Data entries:
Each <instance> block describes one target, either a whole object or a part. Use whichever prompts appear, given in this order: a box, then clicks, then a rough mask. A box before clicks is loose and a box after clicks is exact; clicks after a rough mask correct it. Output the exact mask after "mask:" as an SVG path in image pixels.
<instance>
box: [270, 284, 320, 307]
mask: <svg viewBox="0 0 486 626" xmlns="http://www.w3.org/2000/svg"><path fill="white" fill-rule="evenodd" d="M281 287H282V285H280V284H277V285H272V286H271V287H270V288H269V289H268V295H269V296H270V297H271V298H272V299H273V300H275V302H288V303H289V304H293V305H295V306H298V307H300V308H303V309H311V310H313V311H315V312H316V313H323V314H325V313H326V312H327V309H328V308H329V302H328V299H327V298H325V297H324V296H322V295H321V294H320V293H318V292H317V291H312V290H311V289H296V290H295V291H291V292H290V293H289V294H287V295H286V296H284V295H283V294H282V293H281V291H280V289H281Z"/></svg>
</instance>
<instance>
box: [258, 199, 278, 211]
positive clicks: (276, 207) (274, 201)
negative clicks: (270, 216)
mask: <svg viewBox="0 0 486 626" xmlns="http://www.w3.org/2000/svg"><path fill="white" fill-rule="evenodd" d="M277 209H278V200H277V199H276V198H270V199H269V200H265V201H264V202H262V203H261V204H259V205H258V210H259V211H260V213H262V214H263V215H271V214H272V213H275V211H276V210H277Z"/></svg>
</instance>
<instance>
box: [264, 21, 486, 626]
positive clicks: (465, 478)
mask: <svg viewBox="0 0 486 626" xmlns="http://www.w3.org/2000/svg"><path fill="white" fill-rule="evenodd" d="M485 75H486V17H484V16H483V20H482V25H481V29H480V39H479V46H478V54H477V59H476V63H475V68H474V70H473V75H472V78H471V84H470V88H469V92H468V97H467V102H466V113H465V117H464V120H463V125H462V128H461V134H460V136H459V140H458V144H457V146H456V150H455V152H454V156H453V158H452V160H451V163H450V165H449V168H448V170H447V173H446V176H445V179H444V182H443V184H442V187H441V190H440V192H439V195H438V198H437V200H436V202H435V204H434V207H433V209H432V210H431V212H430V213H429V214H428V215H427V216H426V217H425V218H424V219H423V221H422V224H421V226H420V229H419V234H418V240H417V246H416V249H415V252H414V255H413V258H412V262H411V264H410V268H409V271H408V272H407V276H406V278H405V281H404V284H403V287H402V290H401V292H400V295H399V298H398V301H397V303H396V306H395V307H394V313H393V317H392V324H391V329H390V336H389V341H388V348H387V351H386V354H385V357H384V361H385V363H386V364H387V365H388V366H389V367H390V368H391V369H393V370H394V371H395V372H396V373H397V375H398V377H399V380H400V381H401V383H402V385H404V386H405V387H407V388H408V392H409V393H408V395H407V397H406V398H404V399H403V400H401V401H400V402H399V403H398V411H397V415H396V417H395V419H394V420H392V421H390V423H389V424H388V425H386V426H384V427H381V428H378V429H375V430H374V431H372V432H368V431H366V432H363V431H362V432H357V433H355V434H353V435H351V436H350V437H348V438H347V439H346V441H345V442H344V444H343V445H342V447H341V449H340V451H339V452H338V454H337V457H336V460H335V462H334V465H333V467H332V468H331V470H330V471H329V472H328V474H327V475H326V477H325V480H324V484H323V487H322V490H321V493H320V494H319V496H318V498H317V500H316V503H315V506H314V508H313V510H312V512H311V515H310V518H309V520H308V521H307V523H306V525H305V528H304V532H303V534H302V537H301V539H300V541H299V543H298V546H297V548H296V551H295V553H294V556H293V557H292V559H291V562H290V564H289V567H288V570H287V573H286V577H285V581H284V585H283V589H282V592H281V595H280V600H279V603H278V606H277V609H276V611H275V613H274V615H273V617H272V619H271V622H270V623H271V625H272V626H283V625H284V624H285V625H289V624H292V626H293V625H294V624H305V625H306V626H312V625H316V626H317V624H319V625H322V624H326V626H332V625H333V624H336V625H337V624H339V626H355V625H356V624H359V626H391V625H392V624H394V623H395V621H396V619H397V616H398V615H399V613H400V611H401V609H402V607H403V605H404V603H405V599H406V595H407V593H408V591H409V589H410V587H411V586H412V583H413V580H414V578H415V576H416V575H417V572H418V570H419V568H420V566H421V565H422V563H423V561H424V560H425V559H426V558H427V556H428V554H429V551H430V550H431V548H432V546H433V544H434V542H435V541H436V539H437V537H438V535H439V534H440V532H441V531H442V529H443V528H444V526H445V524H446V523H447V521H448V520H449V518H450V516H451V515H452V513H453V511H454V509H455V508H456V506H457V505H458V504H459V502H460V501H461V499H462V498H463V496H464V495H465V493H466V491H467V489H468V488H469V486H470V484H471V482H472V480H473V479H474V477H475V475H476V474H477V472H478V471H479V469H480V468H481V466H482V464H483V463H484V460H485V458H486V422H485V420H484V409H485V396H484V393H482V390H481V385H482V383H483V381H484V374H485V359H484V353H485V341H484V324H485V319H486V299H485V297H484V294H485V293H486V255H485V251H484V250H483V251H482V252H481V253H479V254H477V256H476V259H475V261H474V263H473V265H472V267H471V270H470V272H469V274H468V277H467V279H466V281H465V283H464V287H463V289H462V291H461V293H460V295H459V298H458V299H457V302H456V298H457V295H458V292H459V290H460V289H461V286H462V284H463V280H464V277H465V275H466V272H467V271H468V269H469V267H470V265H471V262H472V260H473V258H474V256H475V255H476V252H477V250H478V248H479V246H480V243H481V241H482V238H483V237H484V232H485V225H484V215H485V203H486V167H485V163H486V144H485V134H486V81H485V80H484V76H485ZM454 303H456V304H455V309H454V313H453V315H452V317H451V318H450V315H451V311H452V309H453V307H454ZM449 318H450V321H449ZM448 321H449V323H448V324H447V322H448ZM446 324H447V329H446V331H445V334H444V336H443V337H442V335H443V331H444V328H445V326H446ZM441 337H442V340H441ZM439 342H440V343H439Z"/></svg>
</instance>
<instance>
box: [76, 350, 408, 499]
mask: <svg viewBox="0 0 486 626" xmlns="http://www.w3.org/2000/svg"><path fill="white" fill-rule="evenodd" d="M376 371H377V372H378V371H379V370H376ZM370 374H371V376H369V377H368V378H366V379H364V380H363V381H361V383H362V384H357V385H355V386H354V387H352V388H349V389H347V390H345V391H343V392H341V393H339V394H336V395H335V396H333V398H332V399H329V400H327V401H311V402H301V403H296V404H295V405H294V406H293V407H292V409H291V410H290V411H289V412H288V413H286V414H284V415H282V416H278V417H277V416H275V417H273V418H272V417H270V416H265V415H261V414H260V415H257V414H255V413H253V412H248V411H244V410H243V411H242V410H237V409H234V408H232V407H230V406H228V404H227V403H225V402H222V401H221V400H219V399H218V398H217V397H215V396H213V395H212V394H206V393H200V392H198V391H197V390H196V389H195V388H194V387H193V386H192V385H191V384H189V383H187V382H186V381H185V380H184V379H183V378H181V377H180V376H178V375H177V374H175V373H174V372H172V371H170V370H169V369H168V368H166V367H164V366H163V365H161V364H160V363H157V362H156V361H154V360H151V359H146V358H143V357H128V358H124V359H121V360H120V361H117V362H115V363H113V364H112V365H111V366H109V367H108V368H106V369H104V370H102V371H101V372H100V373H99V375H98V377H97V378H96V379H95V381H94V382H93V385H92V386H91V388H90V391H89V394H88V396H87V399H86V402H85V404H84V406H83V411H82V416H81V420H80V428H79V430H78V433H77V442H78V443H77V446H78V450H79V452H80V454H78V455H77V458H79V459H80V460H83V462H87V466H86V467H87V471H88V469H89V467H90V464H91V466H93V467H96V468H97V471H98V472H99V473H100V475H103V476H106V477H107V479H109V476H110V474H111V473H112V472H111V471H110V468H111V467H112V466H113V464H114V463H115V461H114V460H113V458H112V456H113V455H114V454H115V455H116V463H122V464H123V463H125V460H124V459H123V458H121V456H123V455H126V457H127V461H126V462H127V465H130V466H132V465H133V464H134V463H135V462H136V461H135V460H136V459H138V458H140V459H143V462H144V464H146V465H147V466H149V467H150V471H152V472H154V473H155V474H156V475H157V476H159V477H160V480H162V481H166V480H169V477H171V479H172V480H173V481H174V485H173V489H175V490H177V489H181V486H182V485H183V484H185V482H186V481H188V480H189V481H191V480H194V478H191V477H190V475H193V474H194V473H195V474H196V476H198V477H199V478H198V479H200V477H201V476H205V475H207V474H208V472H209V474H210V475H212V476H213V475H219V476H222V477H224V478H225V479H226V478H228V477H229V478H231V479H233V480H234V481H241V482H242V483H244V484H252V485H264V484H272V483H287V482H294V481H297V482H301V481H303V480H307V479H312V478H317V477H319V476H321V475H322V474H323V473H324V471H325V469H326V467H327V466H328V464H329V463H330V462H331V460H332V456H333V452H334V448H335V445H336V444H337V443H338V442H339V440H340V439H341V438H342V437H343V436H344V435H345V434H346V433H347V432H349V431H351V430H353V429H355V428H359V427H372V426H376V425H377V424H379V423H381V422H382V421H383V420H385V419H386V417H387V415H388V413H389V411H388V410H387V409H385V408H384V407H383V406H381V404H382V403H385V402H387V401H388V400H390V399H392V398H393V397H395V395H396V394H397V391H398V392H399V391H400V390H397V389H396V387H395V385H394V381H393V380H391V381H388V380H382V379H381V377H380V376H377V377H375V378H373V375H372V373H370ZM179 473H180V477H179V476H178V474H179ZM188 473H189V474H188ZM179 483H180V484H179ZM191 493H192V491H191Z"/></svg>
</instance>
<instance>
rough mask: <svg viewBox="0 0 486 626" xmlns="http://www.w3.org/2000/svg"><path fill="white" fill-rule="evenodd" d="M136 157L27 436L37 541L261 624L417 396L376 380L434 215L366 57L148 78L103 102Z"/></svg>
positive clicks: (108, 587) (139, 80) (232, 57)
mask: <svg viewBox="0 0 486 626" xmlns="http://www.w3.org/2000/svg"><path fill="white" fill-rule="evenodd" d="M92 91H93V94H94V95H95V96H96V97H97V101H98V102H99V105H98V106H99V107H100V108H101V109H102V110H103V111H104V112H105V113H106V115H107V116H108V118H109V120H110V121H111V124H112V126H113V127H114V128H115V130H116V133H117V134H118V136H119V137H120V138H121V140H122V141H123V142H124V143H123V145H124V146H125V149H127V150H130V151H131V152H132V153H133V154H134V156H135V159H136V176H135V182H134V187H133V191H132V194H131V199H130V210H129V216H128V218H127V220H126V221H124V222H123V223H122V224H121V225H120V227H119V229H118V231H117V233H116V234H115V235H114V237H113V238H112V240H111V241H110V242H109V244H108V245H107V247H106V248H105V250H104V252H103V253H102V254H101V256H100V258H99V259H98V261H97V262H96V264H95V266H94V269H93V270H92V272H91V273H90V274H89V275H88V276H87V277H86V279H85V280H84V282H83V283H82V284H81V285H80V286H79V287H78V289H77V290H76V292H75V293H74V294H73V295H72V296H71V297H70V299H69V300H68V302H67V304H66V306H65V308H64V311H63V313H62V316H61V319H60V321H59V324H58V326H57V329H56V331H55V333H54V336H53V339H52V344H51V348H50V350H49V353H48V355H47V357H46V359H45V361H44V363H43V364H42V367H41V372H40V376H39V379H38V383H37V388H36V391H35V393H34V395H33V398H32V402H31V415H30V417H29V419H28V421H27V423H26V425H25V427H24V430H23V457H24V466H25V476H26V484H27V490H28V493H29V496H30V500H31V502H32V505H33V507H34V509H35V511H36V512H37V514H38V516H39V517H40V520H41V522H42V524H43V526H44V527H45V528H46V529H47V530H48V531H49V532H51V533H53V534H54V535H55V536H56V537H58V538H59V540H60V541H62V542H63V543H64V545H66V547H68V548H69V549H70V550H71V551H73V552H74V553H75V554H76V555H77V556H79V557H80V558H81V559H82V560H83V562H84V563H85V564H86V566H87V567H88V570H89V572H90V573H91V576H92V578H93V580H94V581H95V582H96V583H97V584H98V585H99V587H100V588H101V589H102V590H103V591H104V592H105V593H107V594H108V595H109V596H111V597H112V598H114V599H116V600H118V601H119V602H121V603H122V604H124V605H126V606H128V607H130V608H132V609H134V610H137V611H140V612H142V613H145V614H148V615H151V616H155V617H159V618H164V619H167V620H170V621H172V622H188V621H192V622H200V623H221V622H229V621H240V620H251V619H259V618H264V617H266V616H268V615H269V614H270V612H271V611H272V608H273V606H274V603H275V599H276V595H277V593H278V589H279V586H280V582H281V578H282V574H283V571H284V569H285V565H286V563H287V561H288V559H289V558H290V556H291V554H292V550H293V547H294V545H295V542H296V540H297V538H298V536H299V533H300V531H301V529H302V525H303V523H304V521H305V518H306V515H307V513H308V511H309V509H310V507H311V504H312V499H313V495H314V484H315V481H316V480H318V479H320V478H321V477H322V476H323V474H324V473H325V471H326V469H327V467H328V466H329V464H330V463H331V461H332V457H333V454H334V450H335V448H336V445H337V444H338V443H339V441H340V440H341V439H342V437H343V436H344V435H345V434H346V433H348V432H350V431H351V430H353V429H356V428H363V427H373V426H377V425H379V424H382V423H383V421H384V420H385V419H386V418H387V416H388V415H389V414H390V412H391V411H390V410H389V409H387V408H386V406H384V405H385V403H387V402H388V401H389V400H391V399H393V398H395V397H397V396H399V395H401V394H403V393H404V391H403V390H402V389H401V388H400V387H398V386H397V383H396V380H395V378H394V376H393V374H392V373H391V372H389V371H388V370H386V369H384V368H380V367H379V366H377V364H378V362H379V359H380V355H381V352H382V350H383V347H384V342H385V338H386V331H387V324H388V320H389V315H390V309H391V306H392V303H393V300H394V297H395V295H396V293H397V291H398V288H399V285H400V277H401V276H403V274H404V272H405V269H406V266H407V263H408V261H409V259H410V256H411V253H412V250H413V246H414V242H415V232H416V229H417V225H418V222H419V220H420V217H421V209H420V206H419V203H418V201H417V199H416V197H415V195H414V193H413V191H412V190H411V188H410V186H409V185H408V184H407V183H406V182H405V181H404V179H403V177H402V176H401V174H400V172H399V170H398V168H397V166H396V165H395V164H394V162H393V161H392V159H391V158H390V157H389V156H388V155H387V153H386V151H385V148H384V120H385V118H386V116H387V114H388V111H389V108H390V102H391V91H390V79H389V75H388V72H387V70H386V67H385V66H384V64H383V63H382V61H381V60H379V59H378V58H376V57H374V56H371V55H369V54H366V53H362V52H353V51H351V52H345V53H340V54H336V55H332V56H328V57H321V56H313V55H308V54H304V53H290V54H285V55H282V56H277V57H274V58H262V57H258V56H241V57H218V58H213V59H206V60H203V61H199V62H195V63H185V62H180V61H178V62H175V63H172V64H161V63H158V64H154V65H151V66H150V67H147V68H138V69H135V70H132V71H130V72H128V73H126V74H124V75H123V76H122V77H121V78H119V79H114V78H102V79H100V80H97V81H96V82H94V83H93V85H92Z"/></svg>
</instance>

### Exercise
State the number of lines in the preceding data that contain the word "positive", and nothing besides.

### Output of the task
3